**** INPUT DATA
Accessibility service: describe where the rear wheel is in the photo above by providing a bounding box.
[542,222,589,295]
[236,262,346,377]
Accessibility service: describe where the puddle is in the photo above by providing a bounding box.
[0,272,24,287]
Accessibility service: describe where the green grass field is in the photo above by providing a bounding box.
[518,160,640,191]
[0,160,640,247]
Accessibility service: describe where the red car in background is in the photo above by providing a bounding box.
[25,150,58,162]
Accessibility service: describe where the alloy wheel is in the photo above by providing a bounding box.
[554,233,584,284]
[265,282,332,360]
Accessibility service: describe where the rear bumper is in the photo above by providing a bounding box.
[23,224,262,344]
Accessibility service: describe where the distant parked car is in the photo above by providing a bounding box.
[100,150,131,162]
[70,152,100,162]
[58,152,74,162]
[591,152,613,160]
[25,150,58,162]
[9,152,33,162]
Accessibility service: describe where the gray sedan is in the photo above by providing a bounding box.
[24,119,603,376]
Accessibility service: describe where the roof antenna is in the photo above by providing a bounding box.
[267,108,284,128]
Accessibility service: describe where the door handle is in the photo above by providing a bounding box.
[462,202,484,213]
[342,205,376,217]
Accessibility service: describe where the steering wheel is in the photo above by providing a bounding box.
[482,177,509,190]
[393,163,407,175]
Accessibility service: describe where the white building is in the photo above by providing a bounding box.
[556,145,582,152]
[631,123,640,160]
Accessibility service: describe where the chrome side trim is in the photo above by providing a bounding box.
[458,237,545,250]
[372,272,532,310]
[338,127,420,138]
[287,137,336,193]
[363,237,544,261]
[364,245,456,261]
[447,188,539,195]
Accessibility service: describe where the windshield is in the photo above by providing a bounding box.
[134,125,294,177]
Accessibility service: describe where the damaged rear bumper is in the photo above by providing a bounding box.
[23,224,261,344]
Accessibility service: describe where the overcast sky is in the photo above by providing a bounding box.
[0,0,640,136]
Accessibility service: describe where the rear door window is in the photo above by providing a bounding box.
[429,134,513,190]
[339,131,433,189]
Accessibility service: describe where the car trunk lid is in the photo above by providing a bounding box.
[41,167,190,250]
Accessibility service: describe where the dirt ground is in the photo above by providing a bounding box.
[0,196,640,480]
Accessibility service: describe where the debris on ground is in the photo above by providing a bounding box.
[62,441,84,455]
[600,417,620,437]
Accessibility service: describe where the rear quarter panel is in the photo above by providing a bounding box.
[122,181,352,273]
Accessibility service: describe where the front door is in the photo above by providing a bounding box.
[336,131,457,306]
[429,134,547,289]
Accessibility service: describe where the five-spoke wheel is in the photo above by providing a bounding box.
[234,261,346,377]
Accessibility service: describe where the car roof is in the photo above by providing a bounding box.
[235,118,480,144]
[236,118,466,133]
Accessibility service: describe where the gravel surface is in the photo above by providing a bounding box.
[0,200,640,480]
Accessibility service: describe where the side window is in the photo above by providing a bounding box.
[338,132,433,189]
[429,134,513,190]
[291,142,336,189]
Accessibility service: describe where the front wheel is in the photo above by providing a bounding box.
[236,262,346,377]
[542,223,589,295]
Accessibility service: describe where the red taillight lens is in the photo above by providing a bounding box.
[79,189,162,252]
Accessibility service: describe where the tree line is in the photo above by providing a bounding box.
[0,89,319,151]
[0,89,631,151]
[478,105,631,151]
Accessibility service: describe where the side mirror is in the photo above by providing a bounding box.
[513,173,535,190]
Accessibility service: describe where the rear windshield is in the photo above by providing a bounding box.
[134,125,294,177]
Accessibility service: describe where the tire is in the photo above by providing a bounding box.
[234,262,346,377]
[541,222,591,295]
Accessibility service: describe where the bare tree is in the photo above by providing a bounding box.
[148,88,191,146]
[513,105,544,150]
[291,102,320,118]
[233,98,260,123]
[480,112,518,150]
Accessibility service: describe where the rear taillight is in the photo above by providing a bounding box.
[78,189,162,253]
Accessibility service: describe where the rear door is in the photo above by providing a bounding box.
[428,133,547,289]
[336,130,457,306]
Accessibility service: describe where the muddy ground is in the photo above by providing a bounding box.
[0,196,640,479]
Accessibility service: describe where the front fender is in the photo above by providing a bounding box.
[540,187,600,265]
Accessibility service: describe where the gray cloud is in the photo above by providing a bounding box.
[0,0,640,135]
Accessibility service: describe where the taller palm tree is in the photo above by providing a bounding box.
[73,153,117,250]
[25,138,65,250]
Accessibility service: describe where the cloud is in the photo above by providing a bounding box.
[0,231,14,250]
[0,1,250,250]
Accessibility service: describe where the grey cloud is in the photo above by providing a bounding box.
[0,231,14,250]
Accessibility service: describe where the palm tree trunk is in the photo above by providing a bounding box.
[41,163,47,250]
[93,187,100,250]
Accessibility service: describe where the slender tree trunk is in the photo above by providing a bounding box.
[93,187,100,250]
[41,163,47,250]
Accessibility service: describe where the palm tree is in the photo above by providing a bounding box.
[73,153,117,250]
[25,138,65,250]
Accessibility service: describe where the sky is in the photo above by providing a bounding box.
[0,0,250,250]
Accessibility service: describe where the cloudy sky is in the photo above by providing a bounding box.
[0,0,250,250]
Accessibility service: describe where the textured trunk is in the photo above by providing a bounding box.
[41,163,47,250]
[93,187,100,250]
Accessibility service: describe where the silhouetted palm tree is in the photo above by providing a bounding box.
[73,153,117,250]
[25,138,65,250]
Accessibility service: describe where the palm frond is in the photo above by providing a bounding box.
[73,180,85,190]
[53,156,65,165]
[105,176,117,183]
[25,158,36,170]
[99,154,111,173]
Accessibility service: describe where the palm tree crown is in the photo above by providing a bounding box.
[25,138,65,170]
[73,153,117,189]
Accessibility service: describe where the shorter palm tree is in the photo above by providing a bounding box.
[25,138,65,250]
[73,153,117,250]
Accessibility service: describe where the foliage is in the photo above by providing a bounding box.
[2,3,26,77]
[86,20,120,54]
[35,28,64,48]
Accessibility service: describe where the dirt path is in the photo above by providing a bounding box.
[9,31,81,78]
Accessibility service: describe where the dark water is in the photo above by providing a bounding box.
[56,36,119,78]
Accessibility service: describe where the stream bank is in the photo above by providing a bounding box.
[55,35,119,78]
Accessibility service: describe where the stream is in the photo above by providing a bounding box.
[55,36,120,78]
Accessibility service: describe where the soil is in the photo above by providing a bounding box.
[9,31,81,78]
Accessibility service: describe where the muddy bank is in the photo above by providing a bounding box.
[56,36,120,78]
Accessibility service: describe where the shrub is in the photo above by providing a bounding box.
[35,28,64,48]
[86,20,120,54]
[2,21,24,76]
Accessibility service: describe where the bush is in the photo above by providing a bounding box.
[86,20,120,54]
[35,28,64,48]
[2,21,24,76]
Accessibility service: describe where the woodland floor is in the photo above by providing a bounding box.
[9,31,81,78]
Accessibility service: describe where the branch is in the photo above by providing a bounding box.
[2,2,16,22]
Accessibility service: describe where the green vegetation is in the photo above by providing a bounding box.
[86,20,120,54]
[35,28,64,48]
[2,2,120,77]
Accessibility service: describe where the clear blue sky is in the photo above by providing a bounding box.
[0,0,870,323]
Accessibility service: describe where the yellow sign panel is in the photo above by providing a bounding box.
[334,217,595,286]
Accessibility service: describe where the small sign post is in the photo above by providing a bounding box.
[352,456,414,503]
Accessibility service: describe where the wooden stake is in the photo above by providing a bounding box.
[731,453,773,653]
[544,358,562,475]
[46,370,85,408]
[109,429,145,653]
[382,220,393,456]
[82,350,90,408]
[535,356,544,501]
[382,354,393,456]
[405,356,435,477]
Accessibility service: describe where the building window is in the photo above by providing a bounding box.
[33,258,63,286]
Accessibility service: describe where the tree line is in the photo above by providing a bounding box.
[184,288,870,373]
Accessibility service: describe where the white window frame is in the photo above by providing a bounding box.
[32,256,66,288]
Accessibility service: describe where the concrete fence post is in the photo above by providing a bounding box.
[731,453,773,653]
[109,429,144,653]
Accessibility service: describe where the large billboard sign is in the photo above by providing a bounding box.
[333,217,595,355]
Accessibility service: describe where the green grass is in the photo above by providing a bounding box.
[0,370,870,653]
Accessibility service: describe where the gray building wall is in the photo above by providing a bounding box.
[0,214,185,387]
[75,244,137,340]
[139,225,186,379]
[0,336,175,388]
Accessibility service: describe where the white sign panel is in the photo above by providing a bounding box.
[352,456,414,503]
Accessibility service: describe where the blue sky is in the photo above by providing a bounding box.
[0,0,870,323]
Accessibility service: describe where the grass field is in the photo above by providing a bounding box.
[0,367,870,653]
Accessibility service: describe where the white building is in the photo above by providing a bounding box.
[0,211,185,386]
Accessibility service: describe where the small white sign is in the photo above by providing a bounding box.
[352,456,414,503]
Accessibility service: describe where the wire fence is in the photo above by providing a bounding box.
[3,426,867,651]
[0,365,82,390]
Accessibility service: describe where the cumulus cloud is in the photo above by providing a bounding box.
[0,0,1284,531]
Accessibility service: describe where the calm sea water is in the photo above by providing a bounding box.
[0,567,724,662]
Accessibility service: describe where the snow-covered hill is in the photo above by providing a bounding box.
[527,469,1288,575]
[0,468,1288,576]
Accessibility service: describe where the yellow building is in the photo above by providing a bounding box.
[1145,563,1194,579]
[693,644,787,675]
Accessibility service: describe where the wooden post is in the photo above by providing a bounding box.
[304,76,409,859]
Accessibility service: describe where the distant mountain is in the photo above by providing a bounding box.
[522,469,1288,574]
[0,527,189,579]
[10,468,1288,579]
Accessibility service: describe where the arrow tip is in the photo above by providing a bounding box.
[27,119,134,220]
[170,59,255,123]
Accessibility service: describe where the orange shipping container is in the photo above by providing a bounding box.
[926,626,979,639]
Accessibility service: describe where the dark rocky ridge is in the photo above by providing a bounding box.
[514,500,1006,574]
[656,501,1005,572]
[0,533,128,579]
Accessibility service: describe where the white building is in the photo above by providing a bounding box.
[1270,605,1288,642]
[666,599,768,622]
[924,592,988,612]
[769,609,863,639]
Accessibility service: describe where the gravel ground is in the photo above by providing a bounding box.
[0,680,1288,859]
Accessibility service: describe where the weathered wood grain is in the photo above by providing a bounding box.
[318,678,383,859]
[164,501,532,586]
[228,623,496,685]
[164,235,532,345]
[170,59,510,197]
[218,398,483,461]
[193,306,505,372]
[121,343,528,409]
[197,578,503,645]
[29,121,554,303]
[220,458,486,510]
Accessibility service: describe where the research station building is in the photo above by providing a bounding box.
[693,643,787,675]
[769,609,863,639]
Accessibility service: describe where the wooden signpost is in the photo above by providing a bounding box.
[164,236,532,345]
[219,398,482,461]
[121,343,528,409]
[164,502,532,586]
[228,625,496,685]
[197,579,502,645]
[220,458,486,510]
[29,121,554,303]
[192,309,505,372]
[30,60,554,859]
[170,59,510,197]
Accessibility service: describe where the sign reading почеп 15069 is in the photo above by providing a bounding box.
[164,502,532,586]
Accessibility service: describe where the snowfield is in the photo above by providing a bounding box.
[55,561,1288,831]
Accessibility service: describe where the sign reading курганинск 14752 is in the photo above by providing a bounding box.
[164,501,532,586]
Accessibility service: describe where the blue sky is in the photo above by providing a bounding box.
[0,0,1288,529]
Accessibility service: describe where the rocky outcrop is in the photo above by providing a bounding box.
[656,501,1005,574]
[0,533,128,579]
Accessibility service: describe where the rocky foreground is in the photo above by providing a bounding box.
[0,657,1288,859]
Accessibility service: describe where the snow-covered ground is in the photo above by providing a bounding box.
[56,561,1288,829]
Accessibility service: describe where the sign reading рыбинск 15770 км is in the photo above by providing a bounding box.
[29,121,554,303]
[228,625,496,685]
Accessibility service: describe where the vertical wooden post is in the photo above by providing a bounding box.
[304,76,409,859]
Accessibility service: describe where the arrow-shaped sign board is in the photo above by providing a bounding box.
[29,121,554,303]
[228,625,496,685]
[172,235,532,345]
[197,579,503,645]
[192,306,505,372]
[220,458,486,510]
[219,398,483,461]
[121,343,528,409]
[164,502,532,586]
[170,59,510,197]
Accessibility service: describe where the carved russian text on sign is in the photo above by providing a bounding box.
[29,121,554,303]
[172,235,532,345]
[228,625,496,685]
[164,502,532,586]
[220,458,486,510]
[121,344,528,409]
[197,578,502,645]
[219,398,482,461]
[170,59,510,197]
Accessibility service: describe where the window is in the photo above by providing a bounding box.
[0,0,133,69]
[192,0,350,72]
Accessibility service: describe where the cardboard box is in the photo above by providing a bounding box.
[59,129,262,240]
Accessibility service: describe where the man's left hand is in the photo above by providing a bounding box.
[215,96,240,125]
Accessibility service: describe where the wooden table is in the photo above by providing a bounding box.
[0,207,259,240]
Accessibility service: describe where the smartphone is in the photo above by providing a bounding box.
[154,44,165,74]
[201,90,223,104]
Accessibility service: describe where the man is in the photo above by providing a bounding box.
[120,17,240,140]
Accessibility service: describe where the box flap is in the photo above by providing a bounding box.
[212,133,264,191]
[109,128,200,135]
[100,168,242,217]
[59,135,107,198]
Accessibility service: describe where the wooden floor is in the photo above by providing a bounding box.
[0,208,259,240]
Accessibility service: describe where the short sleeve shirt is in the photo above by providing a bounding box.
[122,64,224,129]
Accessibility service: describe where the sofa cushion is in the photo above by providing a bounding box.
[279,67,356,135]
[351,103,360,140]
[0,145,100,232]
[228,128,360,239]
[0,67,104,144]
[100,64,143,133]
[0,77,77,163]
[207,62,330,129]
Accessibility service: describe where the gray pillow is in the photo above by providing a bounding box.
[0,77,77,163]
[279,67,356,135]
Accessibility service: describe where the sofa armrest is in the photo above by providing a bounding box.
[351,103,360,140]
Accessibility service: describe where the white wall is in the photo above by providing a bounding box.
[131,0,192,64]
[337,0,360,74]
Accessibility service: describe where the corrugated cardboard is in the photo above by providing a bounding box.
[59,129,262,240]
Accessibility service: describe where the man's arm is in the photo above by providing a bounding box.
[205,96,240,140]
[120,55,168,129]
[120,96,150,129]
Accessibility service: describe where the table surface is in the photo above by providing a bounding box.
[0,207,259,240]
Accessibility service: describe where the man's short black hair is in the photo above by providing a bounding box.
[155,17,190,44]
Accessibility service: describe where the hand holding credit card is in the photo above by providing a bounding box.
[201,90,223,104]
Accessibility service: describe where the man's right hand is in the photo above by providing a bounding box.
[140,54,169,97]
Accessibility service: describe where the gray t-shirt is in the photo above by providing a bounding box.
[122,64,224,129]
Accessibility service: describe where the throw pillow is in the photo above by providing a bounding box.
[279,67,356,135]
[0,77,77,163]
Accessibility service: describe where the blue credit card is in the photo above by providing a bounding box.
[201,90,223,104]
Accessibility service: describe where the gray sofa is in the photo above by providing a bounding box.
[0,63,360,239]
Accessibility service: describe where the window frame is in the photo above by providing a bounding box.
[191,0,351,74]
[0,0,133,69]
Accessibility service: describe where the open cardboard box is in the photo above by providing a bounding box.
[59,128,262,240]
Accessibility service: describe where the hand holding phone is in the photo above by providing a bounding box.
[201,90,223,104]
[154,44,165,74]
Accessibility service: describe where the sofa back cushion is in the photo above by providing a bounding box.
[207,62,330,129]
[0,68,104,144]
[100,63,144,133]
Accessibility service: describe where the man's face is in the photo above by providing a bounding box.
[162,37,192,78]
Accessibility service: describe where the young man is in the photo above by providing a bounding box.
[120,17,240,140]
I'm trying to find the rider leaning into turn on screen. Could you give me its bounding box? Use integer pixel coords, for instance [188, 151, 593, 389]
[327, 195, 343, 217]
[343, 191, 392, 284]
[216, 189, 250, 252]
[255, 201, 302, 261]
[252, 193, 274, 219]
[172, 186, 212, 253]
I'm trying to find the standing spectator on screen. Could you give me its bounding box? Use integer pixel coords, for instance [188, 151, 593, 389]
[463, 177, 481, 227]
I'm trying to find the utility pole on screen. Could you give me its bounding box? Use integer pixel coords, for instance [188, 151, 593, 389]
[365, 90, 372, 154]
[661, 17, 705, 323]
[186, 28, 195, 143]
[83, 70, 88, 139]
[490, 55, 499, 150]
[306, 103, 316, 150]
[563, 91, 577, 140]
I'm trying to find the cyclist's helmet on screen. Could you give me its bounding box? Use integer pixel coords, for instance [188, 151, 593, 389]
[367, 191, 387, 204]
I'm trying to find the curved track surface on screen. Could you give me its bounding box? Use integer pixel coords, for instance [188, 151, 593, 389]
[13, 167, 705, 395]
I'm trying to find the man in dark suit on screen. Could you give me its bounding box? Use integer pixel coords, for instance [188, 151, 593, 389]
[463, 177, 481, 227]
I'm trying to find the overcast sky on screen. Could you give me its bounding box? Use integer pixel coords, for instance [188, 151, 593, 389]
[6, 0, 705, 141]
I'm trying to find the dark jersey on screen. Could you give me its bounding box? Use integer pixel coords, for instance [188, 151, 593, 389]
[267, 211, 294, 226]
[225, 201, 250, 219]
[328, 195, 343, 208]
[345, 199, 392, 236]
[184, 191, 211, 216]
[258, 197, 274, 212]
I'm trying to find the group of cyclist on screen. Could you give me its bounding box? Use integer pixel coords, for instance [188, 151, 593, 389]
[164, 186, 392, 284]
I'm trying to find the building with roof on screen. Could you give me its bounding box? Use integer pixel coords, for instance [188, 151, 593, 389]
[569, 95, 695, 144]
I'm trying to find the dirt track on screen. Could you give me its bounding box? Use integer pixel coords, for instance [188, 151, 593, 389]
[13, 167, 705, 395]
********
● **WORK REQUIRED**
Rewrite everything in the records from the line containing "Accessibility service: describe where the gray sofa" down through the line containing "[172, 186, 212, 253]" as a JSON list of strings, one string per line, leaving out any blank lines.

● **RESULT FOR THIS EXERCISE**
[
  "Accessibility service: describe where the gray sofa is in the photo above by providing a bounding box.",
  "[0,63,360,239]",
  "Accessibility service: describe where the window frame is in the photo above by providing a bounding box.",
  "[191,0,351,74]",
  "[0,0,133,69]",
  "Accessibility service: describe where the open cardboard box is in the photo above by providing a bounding box.",
  "[59,128,262,240]",
  "Accessibility service: describe where the hand holding phone is in the photo above by providing a bounding box.",
  "[201,90,223,104]",
  "[154,44,165,74]",
  "Accessibility service: describe where the sofa back cushion is in the photo above by providing a bounding box.",
  "[207,62,330,129]",
  "[0,68,104,144]",
  "[100,63,144,133]",
  "Accessibility service: describe where the man's face is in the photo above by providing a bounding box.",
  "[162,37,192,78]",
  "Accessibility service: describe where the young man is in the photo above by providing a bounding box.",
  "[120,17,240,140]",
  "I'm trying to find the rider leaning into turn on screen. Could you give me its bounding box? Use integer pixel coords, for instance [188, 151, 593, 389]",
  "[327, 195, 343, 217]",
  "[343, 191, 392, 284]",
  "[216, 189, 250, 252]",
  "[255, 201, 302, 261]",
  "[252, 193, 274, 219]",
  "[172, 186, 212, 253]"
]